:: Written task A ::
Count how many lines of the entries contain the word "between", matching case, and reply with the number only.

:: Text to read ::
- - - - - - -

When trying to predict the future, it’s helpful to first check the archives. Reading old news is a reminder of how often prognosticators are wrong and how quickly public opinion can shift. Take, for example, Stephen Harper. In the past few months, there has been a constant flow of stories speculating that the Prime Minister will step down before the next federal election in October 2015. And despite Harper’s emphatic denial, this makes eminent sense given his steep and long slide in popularity. But it becomes even more reasonable when you consider what didn’t change in 2013.

Just over a year ago, Ipsos Reid pollster Darrell Bricker declared the Prime Minister was looking “solid, solid, solid.” The Conservatives had avoided accumulating the “barnacles and cuts and bruises” often associated with a long-governing party and stood a strong chance of getting re-elected. This sentiment was reflected elsewhere; a Nanos research survey showed 48% of Canadians felt the country was headed in the right direction and a healthy majority believed Harper’s government was doing an average job, at least. Twelve months later, public opinion has shifted. Nanos polling now shows that 55% of Canadians believe the country is headed in the wrong direction and 56% said federal government was doing a “poor” or “very poor” job. Similarly, an Ipsos Reid poll showed 60% of respondents didn’t think the government was working, a reflection of a “Tory brand” that was starting to get “a little tattered,” according to Mr. Bricker.

But polls are just snapshots, right? Harper has more than a year-and-a-half to put the Senate scandal, so often blamed for his woes, behind him. But here’s the thing: Even back in 2012—when Mike Duffy was a household name as a former broadcaster and Harper was looking solid, solid, solid—57% of Canadians still thought he should quit before the next election. A year later, that number had crept up slightly to 59%. Canadians have changed their mind about his government and the direction of the country, but their long-term career advice for the Prime Minister remained consistent.

Also remaining consistent—some might say frozen—is Harper’s economic policy. A year ago, Finance Minister Jim Flaherty was said to be preparing a “stay-the-course” budget; the message this year is identical. The government continues to push for a fourth national wireless carrier, while refusing to make changes to foreign investment rules that might make Wind Mobile into a viable contender. They’ve demanded an answer from U.S. President on the Keystone XL pipeline, while stalling on environmental concessions that might have made it easier for Barack Obama to say “Yes.”

The Conservatives could get away with this as long as the Canadian economy fared better than the rest of the world, with relatively low unemployment, relatively high wages and no sign of the housing market crash that doomsayers’ predicted. When the rest of the world is falling apart, the act of just holding things together became laudable. With a recovery now visible in the United States and elsewhere, Canadians will start asking—what has the Harper government done to position the economy for future growth? Save for the significant achievement of signing a free trade deal with the European Union, there isn’t much. Which leaves the Conservatives with little ammunition to defend themselves when bad economic news—like the loss of nearly 46,000 jobs in December—presents itself.

Reading back to the beginning of 2013, it seemed unthinkable that Stephen Harper would step down before the next election. But the numbers—the polls, the employment reports—seem against him. So too is time. To have a leader in place for the next election, the Conservatives can’t wait until 2015 to see how Harper’s fortunes hold out. No matter how much he denies it, this is the year that Harper will go.

- - - - - - -

:: Data supplied ::
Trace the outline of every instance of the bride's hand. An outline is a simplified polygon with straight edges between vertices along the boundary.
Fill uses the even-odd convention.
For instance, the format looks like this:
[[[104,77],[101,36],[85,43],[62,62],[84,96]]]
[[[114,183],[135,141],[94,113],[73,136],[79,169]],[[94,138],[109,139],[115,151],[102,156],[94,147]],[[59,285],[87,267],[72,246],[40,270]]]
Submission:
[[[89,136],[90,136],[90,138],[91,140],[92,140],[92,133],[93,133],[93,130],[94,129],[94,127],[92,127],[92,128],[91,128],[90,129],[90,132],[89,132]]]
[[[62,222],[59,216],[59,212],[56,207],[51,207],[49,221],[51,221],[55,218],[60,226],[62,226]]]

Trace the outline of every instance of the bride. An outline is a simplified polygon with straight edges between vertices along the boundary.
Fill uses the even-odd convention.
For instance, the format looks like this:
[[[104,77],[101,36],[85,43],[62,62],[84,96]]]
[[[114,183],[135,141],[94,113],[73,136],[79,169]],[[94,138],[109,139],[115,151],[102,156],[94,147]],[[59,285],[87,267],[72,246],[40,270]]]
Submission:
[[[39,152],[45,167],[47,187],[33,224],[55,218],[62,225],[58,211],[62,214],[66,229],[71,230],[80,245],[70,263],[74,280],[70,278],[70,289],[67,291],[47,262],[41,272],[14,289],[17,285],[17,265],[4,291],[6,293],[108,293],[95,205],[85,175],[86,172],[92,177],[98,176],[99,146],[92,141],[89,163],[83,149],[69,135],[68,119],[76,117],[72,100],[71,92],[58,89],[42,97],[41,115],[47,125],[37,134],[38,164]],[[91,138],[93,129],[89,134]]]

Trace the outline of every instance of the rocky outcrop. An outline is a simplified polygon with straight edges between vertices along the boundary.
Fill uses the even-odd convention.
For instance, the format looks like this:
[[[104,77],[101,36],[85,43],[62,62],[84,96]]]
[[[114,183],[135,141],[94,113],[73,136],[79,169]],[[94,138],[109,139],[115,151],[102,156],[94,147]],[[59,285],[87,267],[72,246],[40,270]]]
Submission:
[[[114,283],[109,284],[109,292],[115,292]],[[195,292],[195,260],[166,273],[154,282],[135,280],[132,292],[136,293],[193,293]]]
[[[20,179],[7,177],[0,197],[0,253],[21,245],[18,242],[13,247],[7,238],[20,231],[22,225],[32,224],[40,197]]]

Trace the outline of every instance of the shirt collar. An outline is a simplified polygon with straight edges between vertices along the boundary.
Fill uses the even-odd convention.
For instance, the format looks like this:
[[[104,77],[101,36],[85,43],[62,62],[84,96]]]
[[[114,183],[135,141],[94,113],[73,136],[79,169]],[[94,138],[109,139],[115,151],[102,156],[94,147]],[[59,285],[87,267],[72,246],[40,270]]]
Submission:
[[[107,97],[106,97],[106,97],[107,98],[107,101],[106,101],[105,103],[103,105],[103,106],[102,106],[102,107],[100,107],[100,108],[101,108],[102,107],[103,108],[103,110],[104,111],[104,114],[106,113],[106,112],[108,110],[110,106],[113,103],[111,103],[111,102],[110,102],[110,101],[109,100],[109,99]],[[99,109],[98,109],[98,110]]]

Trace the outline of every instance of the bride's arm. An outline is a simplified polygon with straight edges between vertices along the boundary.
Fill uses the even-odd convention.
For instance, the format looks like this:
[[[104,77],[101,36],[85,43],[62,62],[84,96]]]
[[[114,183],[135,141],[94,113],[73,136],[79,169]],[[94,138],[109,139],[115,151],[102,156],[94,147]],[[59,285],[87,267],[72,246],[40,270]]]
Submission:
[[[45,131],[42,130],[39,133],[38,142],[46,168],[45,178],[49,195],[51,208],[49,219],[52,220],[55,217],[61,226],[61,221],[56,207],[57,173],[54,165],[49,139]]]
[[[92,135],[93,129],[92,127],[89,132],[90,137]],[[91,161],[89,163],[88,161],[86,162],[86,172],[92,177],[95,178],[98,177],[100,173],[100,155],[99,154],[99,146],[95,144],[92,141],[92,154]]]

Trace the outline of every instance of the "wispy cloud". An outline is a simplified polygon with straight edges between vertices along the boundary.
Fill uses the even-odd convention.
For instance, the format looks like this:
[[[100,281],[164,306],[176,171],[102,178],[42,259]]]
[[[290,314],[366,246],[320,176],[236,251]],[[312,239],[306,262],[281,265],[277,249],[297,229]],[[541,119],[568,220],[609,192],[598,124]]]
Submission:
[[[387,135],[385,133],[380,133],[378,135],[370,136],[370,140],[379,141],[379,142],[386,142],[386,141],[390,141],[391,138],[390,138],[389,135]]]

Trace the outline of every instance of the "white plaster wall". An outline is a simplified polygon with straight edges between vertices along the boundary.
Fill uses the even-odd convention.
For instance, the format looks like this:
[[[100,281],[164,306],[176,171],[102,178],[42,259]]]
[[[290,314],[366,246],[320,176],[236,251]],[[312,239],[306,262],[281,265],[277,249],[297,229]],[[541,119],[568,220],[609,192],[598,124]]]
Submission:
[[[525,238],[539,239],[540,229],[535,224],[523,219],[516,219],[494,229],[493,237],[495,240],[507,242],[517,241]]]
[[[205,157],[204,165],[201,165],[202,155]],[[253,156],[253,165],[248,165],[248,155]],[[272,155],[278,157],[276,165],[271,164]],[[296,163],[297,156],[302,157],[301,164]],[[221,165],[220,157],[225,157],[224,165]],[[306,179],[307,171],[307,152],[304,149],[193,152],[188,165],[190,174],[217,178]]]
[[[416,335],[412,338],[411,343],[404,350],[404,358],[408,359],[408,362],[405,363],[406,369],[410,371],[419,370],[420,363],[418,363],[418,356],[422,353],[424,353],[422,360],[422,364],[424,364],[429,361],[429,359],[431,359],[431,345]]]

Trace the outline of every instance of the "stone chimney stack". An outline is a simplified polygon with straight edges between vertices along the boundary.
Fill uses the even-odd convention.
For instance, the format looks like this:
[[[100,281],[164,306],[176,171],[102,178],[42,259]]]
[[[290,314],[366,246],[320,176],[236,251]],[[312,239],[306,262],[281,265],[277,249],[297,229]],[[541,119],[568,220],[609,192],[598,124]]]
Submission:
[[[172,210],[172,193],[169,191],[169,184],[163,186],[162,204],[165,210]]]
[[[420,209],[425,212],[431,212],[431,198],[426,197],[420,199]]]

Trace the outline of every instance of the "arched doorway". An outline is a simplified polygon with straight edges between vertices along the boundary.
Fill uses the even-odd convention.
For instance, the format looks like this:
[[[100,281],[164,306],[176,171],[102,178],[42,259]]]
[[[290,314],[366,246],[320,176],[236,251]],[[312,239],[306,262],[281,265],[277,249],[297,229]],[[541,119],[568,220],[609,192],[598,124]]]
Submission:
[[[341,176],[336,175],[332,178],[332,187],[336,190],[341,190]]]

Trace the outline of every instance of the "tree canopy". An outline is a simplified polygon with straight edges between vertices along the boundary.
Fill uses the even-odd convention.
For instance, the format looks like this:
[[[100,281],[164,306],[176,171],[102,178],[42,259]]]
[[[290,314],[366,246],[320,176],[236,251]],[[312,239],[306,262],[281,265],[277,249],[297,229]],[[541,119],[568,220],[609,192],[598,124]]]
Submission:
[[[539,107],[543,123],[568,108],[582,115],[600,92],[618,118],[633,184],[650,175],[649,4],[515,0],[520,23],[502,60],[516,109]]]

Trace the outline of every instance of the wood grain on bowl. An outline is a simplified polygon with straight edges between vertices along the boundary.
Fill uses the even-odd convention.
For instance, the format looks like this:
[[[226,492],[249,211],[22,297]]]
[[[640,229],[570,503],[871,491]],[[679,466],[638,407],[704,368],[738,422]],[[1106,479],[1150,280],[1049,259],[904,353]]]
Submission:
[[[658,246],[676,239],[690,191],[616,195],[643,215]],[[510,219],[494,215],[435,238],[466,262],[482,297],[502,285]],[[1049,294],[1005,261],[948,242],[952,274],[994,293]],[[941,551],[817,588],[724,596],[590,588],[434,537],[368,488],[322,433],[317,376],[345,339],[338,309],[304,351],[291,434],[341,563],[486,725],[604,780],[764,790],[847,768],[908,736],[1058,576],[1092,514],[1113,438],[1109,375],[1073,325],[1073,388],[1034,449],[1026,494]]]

- - - - - - -

:: Written task B ::
Reproduce the passage of the Harper article from "But polls are" to "Minister remained consistent." word for word.

:: Task result A ::
11

:: Task result B ::
But polls are just snapshots, right? Harper has more than a year-and-a-half to put the Senate scandal, so often blamed for his woes, behind him. But here’s the thing: Even back in 2012—when Mike Duffy was a household name as a former broadcaster and Harper was looking solid, solid, solid—57% of Canadians still thought he should quit before the next election. A year later, that number had crept up slightly to 59%. Canadians have changed their mind about his government and the direction of the country, but their long-term career advice for the Prime Minister remained consistent.